§ **Goal of the exercise**
Nothing but an exact copy is wanted here: the line with "Target: tree branch" and all the lines that follow it in the entries below.

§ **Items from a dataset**

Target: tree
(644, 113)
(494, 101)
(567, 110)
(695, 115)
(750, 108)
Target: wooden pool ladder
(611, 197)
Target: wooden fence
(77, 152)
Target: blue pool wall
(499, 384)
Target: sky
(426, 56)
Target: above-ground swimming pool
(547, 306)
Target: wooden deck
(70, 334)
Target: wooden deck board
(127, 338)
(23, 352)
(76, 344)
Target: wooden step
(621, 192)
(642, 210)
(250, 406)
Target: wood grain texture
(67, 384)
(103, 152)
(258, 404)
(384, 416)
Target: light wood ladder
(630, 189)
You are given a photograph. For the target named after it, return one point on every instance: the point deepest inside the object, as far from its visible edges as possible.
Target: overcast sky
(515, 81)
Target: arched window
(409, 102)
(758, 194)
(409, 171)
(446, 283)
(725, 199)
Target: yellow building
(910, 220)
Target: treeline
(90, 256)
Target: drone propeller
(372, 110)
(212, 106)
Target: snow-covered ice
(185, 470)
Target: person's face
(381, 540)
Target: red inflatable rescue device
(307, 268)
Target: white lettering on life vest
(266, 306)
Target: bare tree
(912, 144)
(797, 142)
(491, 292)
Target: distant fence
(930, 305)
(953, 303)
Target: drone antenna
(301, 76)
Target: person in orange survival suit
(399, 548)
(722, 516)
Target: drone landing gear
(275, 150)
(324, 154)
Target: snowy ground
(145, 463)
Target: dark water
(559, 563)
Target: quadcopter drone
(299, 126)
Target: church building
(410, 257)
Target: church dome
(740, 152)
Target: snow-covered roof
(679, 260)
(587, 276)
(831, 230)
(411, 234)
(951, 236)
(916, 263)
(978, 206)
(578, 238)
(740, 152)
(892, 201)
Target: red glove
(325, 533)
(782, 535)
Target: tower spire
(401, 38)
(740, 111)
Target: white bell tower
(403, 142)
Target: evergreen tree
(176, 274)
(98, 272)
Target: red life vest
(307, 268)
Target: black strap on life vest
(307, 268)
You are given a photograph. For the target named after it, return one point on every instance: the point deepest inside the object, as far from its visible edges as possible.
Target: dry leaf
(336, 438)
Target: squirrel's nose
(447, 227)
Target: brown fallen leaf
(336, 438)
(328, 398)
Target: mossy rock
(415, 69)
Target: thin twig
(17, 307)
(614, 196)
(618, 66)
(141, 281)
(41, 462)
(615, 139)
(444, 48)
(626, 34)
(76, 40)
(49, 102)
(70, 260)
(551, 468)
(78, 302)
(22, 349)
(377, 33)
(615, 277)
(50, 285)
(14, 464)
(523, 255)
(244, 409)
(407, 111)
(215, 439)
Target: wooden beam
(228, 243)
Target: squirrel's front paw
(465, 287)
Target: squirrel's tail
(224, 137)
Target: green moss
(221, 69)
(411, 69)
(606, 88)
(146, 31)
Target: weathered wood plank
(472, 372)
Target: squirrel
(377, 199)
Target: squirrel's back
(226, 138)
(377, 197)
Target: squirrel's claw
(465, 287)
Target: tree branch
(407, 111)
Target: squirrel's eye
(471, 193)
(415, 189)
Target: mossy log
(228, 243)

§ **Answer box**
Target: tree branch
(407, 111)
Target: squirrel's eye
(471, 193)
(415, 189)
Target: mossy log
(228, 243)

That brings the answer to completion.